Fragmento seleccionado:
______
Tenemos libertad para odiar y para expresarlo. Aunque se trate de conductas deleznables o repulsivas, como expresar satisfacción por la muerte de un torero, de un niño o por el asesinato machista de las mujeres. Si en estas inmorales conductas, además, se ofende gravemente, los herederos o familiares directos podrían acudir a la jurisdicción civil para restituir su honor.

Entonces, ¿cómo se puede evitar que las ideas de una persona o un grupo de personas afín a postulados como la superioridad de la raza, la defensa del genocidio, la violencia machista, la eliminación de gays y lesbianas, la eliminación violenta de las bases del Estado democrático y otras discriminadoras ideas de exclusión social, gane adeptos y anime a otros a llevarlas a la práctica?

La jurisprudencia del Tribunal Europeo de Derechos Humanos ha afirmado que la tolerancia y el respeto de la igual dignidad de todos los seres humanos constituyen el fundamento de una sociedad democrática y pluralista, de lo que resulta que, en principio, se pudiera considerar necesario en las sociedades democráticas sancionar e incluso prevenir todas las formas de expresión que propaguen, inciten, promuevan o justifiquen el odio basado en la intolerancia y que, del mismo modo, la libre exposición de las ideas no autoriza el uso de la violencia para imponer criterios propios.

Es decir, es adecuado, desde parámetros de Derecho Internacional, reprimir las manifestaciones públicas como la provocación directa a la violencia, a la discriminación por odio racial, étnico, de género, de contenido sexual, contra víctimas vulnerables a esos ataques… lo que se viene a llamar el «discurso del odio». Pero cuidado, dicho discurso ha de animar directa o indirectamente a la violencia, a la acción contra dichas personas objeto de su ataque.

De ahí que, en cumplimiento de la recomendación del Tribunal Europeo de Derechos Humanos, el artículo 510 del Código Penal castiga este tipo de conductas; lo que coloquialmente se conoce como los «delitos de odio».

¿Es ahí donde entraría el delito de enaltecimiento terrorista? ¿En estos delitos de odio?

No exactamente, por más que la Audiencia Nacional, el Tribunal Supremo y el Tribunal Constitucional se empeñen en ello. El Tribunal Europeo de Derechos Humanos ha establecido que las conductas referidas a provocar o incitar a la comisión de delitos terroristas, que pudieran hacer peligrar poniendo en una situación de riesgo a las personas o derechos de terceros o al propio sistema de libertades, han de ser castigadas. Pero nuestro ordenamiento jurídico ya contempla el delito de apología, que es precisamente eso: provocar o incitar a la comisión de delitos terroristas mediante manifestaciones públicas.
______
Datos disponibles:
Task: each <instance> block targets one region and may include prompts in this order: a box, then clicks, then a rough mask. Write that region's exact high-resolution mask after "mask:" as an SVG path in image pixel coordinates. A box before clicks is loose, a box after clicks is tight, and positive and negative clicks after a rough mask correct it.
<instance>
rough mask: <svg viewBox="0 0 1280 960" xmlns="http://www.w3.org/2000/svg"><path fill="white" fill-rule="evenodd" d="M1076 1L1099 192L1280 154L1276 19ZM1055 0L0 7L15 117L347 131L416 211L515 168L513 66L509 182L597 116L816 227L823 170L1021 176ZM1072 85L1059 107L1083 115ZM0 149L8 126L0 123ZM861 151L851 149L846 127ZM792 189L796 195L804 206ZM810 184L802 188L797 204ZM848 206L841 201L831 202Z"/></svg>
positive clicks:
______
Enunciado A: Transcribe del fragmento sobre el discurso del odio el pasaje que abre con las palabras que contienen «La jurisprudencia del» y cierra con «imponer criterios propios.».
Enunciado B: Traduce al inglés esta oración del fragmento sobre el discurso del odio: «De ahí que, en cumplimiento de la recomendación del Tribunal Europeo de Derechos Humanos, el artículo 510 del Código Penal castiga este tipo de conductas; lo que coloquialmente se conoce como los «delitos de odio».»
Apóyate únicamente en el fragmento para resolver.

Salida esperada A:
La jurisprudencia del Tribunal Europeo de Derechos Humanos ha afirmado que la tolerancia y el respeto de la igual dignidad de todos los seres humanos constituyen el fundamento de una sociedad democrática y pluralista, de lo que resulta que, en principio, se pudiera considerar necesario en las sociedades democráticas sancionar e incluso prevenir todas las formas de expresión que propaguen, inciten, promuevan o justifiquen el odio basado en la intolerancia y que, del mismo modo, la libre exposición de las ideas no autoriza el uso de la violencia para imponer criterios propios.

Salida esperada B: Hence, in compliance with the recommendation of the European Court of Human Rights, Article 510 of the Criminal Code punishes this type of conduct, which is colloquially known as "hate crimes."